* _ACTION ITEM_
Among the records below, which lines contain the string "gray"? Report them.

*** Opening of GIVEN ENTRIES ***

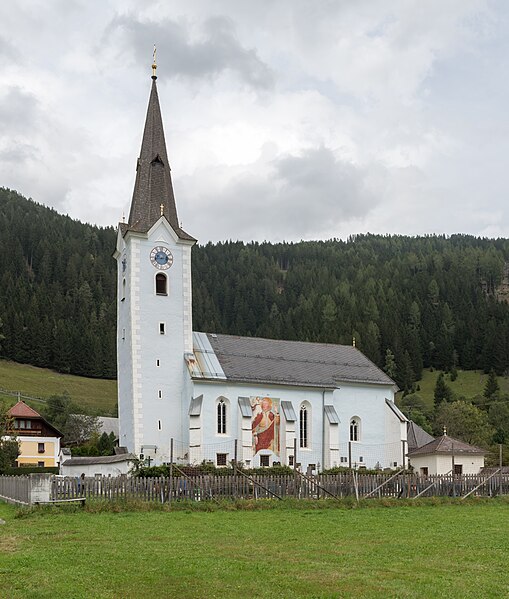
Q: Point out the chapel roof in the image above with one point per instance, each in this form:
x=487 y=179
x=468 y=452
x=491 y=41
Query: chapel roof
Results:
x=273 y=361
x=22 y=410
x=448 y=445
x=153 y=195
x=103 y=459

*** Close of GIVEN ENTRIES ***
*** Opening of GIVEN ENTRIES ***

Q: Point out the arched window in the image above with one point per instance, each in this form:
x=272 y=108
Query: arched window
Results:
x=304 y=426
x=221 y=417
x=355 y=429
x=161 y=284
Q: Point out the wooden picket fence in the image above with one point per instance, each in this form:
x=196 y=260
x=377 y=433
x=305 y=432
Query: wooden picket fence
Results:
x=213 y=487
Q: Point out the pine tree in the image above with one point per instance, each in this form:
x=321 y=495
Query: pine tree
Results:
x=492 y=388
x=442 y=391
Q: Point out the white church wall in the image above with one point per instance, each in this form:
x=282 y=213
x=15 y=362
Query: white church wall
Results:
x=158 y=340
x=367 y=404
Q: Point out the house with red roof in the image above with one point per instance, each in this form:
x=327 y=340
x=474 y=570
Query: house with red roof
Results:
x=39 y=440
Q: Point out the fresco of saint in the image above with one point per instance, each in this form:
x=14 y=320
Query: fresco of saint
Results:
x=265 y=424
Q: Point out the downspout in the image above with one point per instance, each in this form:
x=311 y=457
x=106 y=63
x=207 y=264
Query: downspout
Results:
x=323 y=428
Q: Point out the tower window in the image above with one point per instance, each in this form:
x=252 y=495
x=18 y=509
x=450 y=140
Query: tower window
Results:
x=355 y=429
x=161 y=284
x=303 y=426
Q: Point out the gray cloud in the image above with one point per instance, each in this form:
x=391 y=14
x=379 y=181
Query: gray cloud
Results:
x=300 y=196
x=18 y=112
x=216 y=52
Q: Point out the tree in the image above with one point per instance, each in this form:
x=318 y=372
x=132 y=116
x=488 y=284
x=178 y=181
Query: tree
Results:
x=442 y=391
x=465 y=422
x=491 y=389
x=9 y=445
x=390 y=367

*** Close of GIVEN ENTRIES ***

* _TASK ANSWER_
Q: Point out the gray cloud in the image above with one point per instance, each in this form:
Query: gray cloud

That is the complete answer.